§ **Extrait de page**:
Proclamation de l’Empereur. — Le colonel de Cambriels et les habitants de Brescia. — Les Bonaparte. — Napoléon à Ilam. — Son caractère, ses aspirations. — La perte d’un aigle. — Enfance du prince Louis. — Le cachot du Capucin. — L’évasion. — Mes relations avec Badinguet. — Napoléon III à Milan. — Entrée triomphale. — Physiomonie de l’Empereur. — Le baron Larrey à Solferino. — Le commandant Ragon et le 5me corps. — Comment les Italiens comprennent une guerre d’indépendance. — Revirement de l’Angleterre. — Aimables procédés des Lombards.

Le 3 juillet, nous trouvâmes la proclamation suivante affichée en français et en italien sur tous les murs de Milan:

«SOLDATS,

«Les bases de la paix sont établies avec l’empereur d’Autriche.

«Le but principal de la guerre est accompli. Pour la première fois, l’Italie devient une nation, une confédération de tous les États d’Italie sous la présidence d’honneur du Saint-Père.

«Elle réunira en un seul corps les membres de la même famille.

«La Vénétie demeure, il est vrai, sous le sceptre de l’Autriche, mais ce sera une province italienne, qui fera partie de la confédération; la réunion de la Lombardie au Piémont crée de ce côté-ci des Alpes une puissance importante, qui lui devra son indépendance.

«Les gouvernements restés en dehors du mouvement ou réintégrés dans leurs domaines comprendront la nécessité de salutaires réformes.

«Une amnistie générale fera disparaître toutes les traces de désordes civils.

«L’Italie, maîtresse désormais de son sort, n’aura plus qu’à s’accuser elle-même, si elle ne marche pas progressivement dans la voie de la liberté.

«Vous, soldats, vous allez retourner prochainement en France.

«La patrie reconnaissante accueillera avec joie, les soldats qui ont élevé si haut la gloire de nos armes.

«A Montebello, Palestro, Turbigo, Magenta, Melegnano Solferino, ils ont, en deux mois, affranchi le Piémont, la Lombardie et ne se sont arrêtés, que parce que le but de cette guerre n’était pas de prendre des proportions qui ne correspondaient plus aux intérêts que la France avait dans cette guerre formidable. Partez donc fiers de vos succès, fiers des résultats obtenus.

«Fiers surtout d’être les fils privilégiés de cette France qui sera toujours la grande nation et qui aura toujours un cœur pour s’emparer des nobles causes, et des hommes comme vous pour les défendre.

«Du quartier impérial de Valeggio, le 12 juillet 1859.»

NAPOLÉON.

Ces paroles n’étaient que la confirmation des événements que nous connaissions déjà.

Si elles ne furent pas comprises par les Italiens, elles le furent par les soldats de Magenta et de Solferino. Ils s’aperçurent qu’ils venaient de verser leur sang pour un peuple ignorant la gratitude, et que le sentiment de l’indépendance et de la liberté ne poussait point aux armes.

Nos troupes, qui avaient combattu vaillamment, accueillirent, sans regrets, l’espoir du retour dans la patrie. On avait pu voir, non sans indignation, les habitants de Brescia remplacer notre drapeau par le drapeau ennemi, sur un faux bruit d’un retour offensif; puis, tournant comme des girouettes, obéir aux insinuations frappantes du colonel de Cambriels, les obligeant à coups de canne à l’arborer de nouveau.

§ **Données enregistrées**:

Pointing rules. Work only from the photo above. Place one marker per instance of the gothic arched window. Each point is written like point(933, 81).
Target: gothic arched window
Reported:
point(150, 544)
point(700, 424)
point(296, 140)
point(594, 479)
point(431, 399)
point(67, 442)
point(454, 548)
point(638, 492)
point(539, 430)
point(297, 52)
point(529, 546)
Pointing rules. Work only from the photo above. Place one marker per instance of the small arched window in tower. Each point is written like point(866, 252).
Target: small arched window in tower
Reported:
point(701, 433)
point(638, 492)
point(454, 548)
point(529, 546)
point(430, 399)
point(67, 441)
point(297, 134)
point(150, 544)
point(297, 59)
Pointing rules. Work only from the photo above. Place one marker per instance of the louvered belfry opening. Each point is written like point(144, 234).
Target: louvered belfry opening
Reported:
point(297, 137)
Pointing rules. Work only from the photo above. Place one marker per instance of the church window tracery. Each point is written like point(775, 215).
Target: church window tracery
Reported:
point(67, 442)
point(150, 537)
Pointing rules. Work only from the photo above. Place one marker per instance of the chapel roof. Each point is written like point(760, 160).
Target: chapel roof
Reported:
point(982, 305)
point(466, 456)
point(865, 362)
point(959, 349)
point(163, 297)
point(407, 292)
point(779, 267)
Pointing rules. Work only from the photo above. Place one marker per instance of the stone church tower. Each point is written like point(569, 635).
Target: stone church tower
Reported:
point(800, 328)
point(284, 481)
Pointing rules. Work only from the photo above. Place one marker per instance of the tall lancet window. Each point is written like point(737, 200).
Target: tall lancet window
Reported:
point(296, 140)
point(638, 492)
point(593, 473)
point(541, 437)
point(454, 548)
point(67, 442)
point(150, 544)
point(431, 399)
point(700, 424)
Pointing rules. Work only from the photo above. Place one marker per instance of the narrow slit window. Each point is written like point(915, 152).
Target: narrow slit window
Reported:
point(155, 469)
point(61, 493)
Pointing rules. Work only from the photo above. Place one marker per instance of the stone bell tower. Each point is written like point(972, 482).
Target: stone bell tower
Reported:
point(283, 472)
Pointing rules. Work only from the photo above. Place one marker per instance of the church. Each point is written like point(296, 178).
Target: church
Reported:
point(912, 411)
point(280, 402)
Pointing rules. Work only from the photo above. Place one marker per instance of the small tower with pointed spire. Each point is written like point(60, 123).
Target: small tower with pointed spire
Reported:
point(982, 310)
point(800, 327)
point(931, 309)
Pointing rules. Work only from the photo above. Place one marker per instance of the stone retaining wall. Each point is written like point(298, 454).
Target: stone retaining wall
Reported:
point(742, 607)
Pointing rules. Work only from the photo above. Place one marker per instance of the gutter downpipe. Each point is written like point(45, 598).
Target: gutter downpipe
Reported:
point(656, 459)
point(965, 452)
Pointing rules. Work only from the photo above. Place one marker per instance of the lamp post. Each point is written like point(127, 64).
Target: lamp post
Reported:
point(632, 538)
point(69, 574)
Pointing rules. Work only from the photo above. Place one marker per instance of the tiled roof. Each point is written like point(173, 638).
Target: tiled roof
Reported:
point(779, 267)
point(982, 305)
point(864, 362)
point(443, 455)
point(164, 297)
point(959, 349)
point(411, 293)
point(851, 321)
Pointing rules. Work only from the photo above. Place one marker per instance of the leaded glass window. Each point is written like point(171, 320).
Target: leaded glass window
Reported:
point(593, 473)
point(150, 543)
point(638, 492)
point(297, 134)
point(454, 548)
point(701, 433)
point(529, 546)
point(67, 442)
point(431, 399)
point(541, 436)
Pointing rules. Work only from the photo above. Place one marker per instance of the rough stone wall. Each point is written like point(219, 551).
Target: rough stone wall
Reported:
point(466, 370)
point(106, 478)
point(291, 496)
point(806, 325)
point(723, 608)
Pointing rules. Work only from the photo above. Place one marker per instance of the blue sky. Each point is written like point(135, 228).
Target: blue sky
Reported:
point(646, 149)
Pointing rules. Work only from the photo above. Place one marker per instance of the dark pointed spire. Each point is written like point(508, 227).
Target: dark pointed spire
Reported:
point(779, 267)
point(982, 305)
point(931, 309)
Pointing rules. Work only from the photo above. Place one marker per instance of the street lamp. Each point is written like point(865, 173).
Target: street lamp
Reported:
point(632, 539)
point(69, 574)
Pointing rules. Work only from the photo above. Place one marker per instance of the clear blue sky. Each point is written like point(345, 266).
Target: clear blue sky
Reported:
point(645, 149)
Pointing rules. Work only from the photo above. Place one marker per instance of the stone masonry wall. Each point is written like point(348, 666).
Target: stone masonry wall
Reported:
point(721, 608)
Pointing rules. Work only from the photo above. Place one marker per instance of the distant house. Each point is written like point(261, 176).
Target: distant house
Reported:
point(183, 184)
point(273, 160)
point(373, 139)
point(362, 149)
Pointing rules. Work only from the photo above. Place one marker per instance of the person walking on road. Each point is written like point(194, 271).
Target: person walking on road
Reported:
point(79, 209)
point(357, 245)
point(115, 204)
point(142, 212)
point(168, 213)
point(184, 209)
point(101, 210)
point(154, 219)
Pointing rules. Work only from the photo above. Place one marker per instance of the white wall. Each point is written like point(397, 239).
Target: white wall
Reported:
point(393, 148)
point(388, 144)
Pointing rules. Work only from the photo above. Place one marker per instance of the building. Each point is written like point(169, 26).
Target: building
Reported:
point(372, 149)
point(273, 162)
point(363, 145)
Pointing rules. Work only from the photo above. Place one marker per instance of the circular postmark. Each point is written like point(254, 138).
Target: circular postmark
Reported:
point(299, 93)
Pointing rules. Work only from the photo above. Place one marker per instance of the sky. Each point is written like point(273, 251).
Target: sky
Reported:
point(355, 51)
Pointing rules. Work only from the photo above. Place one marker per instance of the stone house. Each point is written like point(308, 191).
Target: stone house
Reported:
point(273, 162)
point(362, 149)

§ **Consignes**:
[1] Recopiez sans rien changer le passage de l'extrait qui va de « Ces paroles n’étaient » jusqu'à « point aux armes. ».
[2] Répondez aux questions suivantes à l'aide de l'extrait :
(a) À quelle date la proclamation fut-elle trouvée affichée sur les murs de Milan ?
(b) De quel lieu la proclamation est-elle datée ?
(c) Qui obligea les habitants de Brescia à arborer de nouveau le drapeau français ?

§ **Corrigé**:
[1]
Ces paroles n’étaient que la confirmation des événements que nous connaissions déjà.

Si elles ne furent pas comprises par les Italiens, elles le furent par les soldats de Magenta et de Solferino. Ils s’aperçurent qu’ils venaient de verser leur sang pour un peuple ignorant la gratitude, et que le sentiment de l’indépendance et de la liberté ne poussait point aux armes.

[2]
(a) Le 3 juillet.
(b) Du quartier impérial de Valeggio.
(c) Le colonel de Cambriels.